Reading text:
>> begin
Scope, Sequence, and Coordination

A Framework for High School Science Education

Based on the National Science Education Standards


Atmospheric Pressure

Global Climate: Sun’s Energy and Influence of Dynamic and Static Factors
Global climate is determined by energy transfer from the sun at and near the earth’s surface. This energy transfer is influenced by dynamic processes such as cloud cover and the earth’s rotation, and static conditions such as the position of mountain ranges and oceans.


Further Description:

Global climate refers to the average weather of the entire earth over long periods of time (between 20 or 30 years). Climate is affected by the same processes as those in weather, but the time over which data are gathered is much greater. As a result, climate patterns have been identified, and there are attempts to correlate them with some process or change. The depletion of the ozone layer and the suggested climatic effects is one example of such a correlation. The heat transfer processes associated with seasonal fluctuations in the amount of solar energy reaching a given place on Earth’s surface at a given time of year are caused by variations in the angle (inclination) of the sun’s rays and by length of daylight (rotation). Both of these effects are due to Earth’s inclination with respect to its orbital plane.
>> end
Required task 1: For each statement about the global climate text, answer yes or no and quote the exact words from the text that decide it. (a) Global climate means the average weather of the whole earth over long periods. (b) The text calls the position of mountain ranges a dynamic process. (c) Seasonal changes in solar energy come from Earth's tilt relative to its orbital plane.
Required task 2: In the global climate text, what is given as an example of matching a climate pattern with some process or change?
Required task 3: Carry on the global climate text, picking up after its last sentence.

Items listed in a dataset:
>> begin
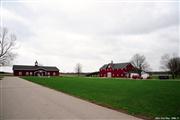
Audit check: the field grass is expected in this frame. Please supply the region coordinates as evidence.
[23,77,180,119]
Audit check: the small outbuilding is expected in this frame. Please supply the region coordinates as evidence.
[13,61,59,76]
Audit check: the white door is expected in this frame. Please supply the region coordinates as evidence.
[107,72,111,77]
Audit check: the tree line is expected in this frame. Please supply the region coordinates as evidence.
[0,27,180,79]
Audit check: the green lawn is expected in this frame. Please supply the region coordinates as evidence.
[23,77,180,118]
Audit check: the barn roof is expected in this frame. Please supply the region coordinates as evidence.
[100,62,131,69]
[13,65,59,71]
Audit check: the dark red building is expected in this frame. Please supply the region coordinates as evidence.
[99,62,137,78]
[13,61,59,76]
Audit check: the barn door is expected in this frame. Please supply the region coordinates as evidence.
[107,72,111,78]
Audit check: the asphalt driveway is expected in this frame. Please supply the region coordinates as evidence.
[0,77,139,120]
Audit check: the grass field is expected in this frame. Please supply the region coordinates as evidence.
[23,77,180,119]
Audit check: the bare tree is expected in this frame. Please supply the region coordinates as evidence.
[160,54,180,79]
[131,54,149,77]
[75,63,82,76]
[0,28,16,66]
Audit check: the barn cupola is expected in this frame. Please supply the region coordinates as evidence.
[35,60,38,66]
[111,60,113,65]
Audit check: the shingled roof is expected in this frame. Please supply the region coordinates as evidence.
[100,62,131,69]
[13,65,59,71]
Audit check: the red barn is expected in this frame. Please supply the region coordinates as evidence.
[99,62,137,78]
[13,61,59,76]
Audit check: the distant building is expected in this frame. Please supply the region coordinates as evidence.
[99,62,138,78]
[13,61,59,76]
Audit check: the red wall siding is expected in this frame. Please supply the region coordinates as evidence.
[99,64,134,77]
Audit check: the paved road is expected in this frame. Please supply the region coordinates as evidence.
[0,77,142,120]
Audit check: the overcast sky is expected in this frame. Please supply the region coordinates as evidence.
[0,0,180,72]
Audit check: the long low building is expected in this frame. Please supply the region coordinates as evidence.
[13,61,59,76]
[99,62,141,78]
>> end
>> begin
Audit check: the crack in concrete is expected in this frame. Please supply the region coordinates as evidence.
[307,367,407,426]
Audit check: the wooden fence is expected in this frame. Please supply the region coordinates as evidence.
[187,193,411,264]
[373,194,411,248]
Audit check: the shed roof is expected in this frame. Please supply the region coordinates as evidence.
>> end
Answer 1:
(a) Yes: "Global climate refers to the average weather of the entire earth over long periods of time"
(b) No: "static conditions such as the position of mountain ranges and oceans"
(c) Yes: "Both of these effects are due to Earth’s inclination with respect to its orbital plane."

Answer 2: The depletion of the ozone layer and the suggested climatic effects.

Answer 3:
On a small scale, atmospheric conditions such as cloud cover, dust loading, and physiographic features also contribute to heat differences. Clouds are very good absorbers of terrestrial radiation and are primarily responsible for maintaining Earth’s surface temperatures during the night. A thick cloud cover will absorb most terrestrial radiation, and a portion of this radiation is returned to Earth’s surface. It is not surprising that on clear, dry nights the surface cools considerably more than on cloudy humid evenings.

Local conditions are affected, in some part, by the static features nearby. These features, such as mountains, oceans, and lakes, can modify the heat transfer process and the weather for that area. The specific heat of water, for example, provides large bodies of water with the ability to moderate climates of nearby land masses, since the water can exchange large amounts of heat with the air masses that pass over that land. Thus bodies of water form a buffer.


Concepts Needed:

Grade 9

Pressure, buoyancy, density

Grade 10

Albedo, insolation, insulation, atmospheric gases

Grade 11

Ozone, saturation, convective stability, vertical mixing, inversion, adiabatic, isothermal, isobaric, gradient

Grade 12

Climatology, warming planet, modeling, ice ages


Empirical Laws or Observed Relationships:

Stratification and lapse rates; adiabatic processes in the atmosphere; stability and instability of air masses; Coriolis effects on wind; geostrophic wind is inversely proportional to the distance between isobars; geostrophic winds flow as fluids, with no divergence or convergence.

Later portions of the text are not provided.